-- Start of EXTRACT PROVIDED --
Blaring horns, the rich strings section, resounding percussion and a well-utilized chorus – Engae Pogudho Vaanam is probably the most majestic a Rajni-SPB song has ever sounded. All that majesty still doesn’t make the song best in the category however; the song is fraught with too much heard-before-ness for that. Nevertheless, it is heartening to hear SPB’s voice teeming with energy and flawless as ever, the man hadn’t been looking that great of late. Rahman later builds on the title hook of the song, accentuating the period feel around it to produce the pensive instrumental piece called Rana’s Dream, played by the London Sessions Orchestra. In keeping with the dream theme, the composer keeps it tranquil – strings and woodwinds washing over each other in an enchanting fashion. The title song is another elaborately orchestrated piece, sung by the Kochadaiiyan Ensemble. It is the orchestration that rules this one though, particularly the multifarious percussion (chenda, edaykka, pakhawaj,temple bells to name a few) that form a killer combination with the deftly incorporated synth elements. Maattram Ondrudhaan Maaraadhadhu is essentially Rajinikanth rendering some punch-lines to an orchestral background, with the occasional recess filled by Haricharan and chorus’ singing. In the end there is a minute-long konnakol session by Umashankar Vinayakram which doesn’t seem to bear any particular connection to what preceded it, maybe the visuals turn out more explanatory.
-- End of EXTRACT PROVIDED --
-- Start of RECORD EXTRACTS --
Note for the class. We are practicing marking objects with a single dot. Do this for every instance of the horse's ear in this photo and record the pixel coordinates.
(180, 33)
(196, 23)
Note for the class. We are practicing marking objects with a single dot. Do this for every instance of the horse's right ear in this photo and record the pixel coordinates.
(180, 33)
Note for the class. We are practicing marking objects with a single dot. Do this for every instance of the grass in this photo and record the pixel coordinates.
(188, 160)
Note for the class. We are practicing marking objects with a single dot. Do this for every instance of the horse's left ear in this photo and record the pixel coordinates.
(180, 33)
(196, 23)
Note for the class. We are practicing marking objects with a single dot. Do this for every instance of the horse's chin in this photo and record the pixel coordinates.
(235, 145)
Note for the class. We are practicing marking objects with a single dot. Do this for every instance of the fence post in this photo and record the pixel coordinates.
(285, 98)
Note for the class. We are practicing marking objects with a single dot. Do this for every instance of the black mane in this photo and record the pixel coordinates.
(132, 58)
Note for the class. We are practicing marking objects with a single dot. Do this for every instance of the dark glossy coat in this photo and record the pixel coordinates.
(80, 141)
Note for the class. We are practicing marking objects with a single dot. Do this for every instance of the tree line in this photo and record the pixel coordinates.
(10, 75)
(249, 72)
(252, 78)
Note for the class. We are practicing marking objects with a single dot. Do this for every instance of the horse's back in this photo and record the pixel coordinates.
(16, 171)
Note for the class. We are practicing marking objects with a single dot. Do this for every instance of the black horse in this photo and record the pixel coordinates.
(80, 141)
-- End of RECORD EXTRACTS --
■ **WRITTEN TASK 1**
In the soundtrack review, why does the reviewer say Engae Pogudho Vaanam is not the best Rajni-SPB song despite its majesty? Answer in one to three sentences.
■ **WRITTEN TASK 2**
Carry on the soundtrack review from the point where it stops.
The material plays no part here.

■ **EXPECTED ANSWER 1**
The reviewer says the song is "fraught with too much heard-before-ness." Its grand sound can't make up for how familiar it feels.

■ **EXPECTED ANSWER 2**
The guitar strains that kick off Medhuvaagathaan sounds almost exactly like the opening of Maahi Ve! Fortunately that phase passes soon enough, revealing a beautiful kalyani/yaman-based melodic piece instead. With SPB and Sadhana Sargam doing a fab job on vocals as well, there are times when you are taken back to the ARR music of 90s. Seeing the name Latha Rajinikanth on the vocal credits, I wasn’t very sure about Manappennin Sathiyam. The lady however does manage an endearingly earnest rendition of the charming melody that is predominantly dwijawanthi raaga, with the occasional hint of hamir kalyani (I think) in places. The other highlight of the song is the lovely use of naadaswaram. The male version titled Manamaganini Sathiyam has Haricharan in the lead, and expectedly does a better job of the singing. Idhayam is a curious composition, the most classically-oriented and period-sounding of all – predominantly panthuvarali (says @vijaynarain, who has also done backing vocals to a couple of songs here and in the dubbed versions) but with many curious shifts all through. The dominant Hindustani elements in the arrangement add to the intrigue. If there is one person who well and truly owns the song though, that is Chinmayee, making what is undeniably a complicated rendition sound like a walk in the park. The male vocal credits have been given only to Srinivas (haven’t seen that name on ARR’s vocal credits in a long time)
though there seem to be others. Turns out it is four vocal tracks of Srinivas himself, as the singer confirms. Finally there is Karma Veeran, another grandiose anthemic piece sung by the composer and sister A R Raihanah. But this one too winds up as one of the weaker songs of the soundtrack, mainly owing to two reasons – the déjà vu factor, and Raihanah’s singing.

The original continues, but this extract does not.